** start of Text extract **

All feedback can be sent to email@example.com.
This report was presented by Stuart Myles, IPTC Chairman, at the IPTC Annual General Meeting in Toronto, Canada on October 17 2018.
IPTC has had a good year – the 53rd year for the organization!
We’ve updated key standards, including NewsML-G2, the Video Metadata Hub and the Media Topics, as well as launching RightsML 2.0, a significant upgrade in the way to express machine processable rights for news and media.
Of course, IPTC standards are a means, not an end. The value of the standards is the easier exchange, consumption and handling of news and media by organizations large and small around the world. So it is important that we continue to focus on making our standards straightforward to use and have them adopted as widely as possible. I think we are making progress on the usability front, such as moving away from zip’d PDFs towards actual HTML web pages for documentation of NewsML-G2. Over the last year, we’ve continued to work with other organizations – W3C, Europeana and MINDS – to develop standards, increase adoption – and, perhaps most importantly, to open up IPTC to other perspectives. And we have had a huge win in the recognition of key photo metadata by Google Images. But we clearly need to do more for both usability and adoption. During the course of this meeting, we’ve had some good discussion about what more we can do in both areas and I encourage all members to help spread the word about IPTC standards, and suggest ways we can accelerate adoption.
Of course, the nature of news and media continues to evolve. On the one hand, new forms of story telling are emerging, such as Augmented Reality and Virtual Reality. Equally, using data as the way to power stories continues to increase both data-driven stories and data-supported stories. By data-driven stories, I mean journalists reviewing large databases of information and creating stories based on the trends they find. By data-supported stories, I mean content creators using visually-interesting graphics to support their content. The automated production, curation and consumption of news and media is likely to increase for the foreseeable future, driven by both technological improvements and the seductive economics of replacing people with algorithms. And it is not only economics which are driving these changes and challenges, just as it is no longer fill-in-the-blank text stories being written by robot journalists. Synthetic media – such as “deep fakes” – are able to produce increasingly convincing photo, video and audio stories that are indistinguishable from “real” media. Inevitably, the existence and debunking of these fakes will be used to deny legitimate reporting, with the implications of continued erosion of trust in media. All of these trends – AR, VR, data-powered journalism and dealing with trust, credibility and misinformation – are topics which IPTC has discussed over the last few years, but we have not developed any tracks of work to try to address them. In part, this is because these are, by definition, outside of the areas that our member organizations traditionally deal in and are so quite difficult to tackle in terms of establishing standards.

** end of Text extract **

Requests:
[A] In the IPTC annual report, which year of the organization's existence is this?
[B] List the trends that the IPTC annual report names as topics IPTC has discussed in recent years without developing any tracks of work on them.
[C] Continue the IPTC annual report from its last sentence.

** start of Collected data **

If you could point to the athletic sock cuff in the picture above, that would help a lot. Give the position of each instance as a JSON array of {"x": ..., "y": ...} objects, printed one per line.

** end of Collected data **

Answers per task:
[A] Its 53rd year.

[B]
- Augmented Reality (AR)
- Virtual Reality (VR)
- Data-powered journalism
- Dealing with trust, credibility and misinformation

[C]
However, even within the context of standards, IPTC is opening up to new forms of experimentation. As we heard on Monday, the joint project between IPTC and MINDS, to allow for the identification of audience and interest metadata, has lead to the introduction of structures within NewsML-G2 to support rapid prototyping and experimentation. I see this as a positive move, with great potential to accelerate the work we do and to help keep it lightweight and relevant.
Of course, IPTC has had significant changes of its own over the last year. We bid goodbye to Michael Steidl as our Managing Director of 15 years, and welcomed Brendan Quinn as our new Managing Director this summer. We’re grateful that we continue to benefit from Michael’s skills and experience, as he has remained the Chairman of the Photo and Video Working Groups. And I think that Brendan has made a great start in his new role in helping us keep the IPTC moving forward.
As part of the handover from Michael to Brendan, we decided to scan a lot of the old paper documents (link available to members only), including various types of IPTC newsletter, dating back to 1967, two years after the organization was founded. I thought I would look back to what IPTC was up to in the year 2000, the year I became a delegate to the IPTC, back when I worked for Dow Jones.
And there I am in the photo at the top of the page. Or, at least, the back of my head. Some things are quite reminiscent of this week’s meeting – the birth of NewsML, a focus on improved communications, cooperation with other organizations e.g. MPEG-7.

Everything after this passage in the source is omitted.